# Data:
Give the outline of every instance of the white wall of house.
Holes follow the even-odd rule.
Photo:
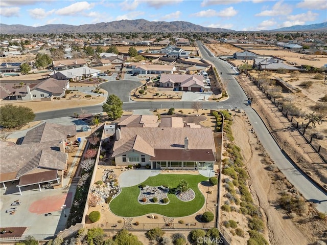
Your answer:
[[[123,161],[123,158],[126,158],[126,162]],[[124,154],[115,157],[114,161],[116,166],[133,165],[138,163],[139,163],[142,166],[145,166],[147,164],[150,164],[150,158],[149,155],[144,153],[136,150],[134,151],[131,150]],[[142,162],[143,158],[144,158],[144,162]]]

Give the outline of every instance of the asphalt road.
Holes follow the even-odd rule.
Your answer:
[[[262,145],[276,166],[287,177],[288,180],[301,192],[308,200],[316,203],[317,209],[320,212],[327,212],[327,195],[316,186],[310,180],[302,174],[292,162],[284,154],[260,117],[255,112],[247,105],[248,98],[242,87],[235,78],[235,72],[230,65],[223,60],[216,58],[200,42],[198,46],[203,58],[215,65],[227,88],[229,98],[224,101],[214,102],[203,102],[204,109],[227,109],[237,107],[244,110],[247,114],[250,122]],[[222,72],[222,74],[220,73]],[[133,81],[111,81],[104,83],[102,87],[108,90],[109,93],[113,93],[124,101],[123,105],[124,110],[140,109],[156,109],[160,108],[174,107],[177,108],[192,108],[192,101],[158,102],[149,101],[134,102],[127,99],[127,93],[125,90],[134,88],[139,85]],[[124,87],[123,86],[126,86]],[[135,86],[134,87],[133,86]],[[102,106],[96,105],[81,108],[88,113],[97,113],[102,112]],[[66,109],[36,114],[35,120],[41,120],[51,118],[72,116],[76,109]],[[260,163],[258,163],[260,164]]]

==

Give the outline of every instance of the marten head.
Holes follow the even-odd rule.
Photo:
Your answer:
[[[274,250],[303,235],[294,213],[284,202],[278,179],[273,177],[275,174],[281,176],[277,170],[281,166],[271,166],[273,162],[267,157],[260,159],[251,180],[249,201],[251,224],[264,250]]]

# Aim of the exercise:
List each line of the data above that contains the word "Give", copying every such line in full.

# Complete output:
Give the outline of every instance of the white wall of house.
Give the outline of every instance of the asphalt road.
Give the outline of every instance of the marten head.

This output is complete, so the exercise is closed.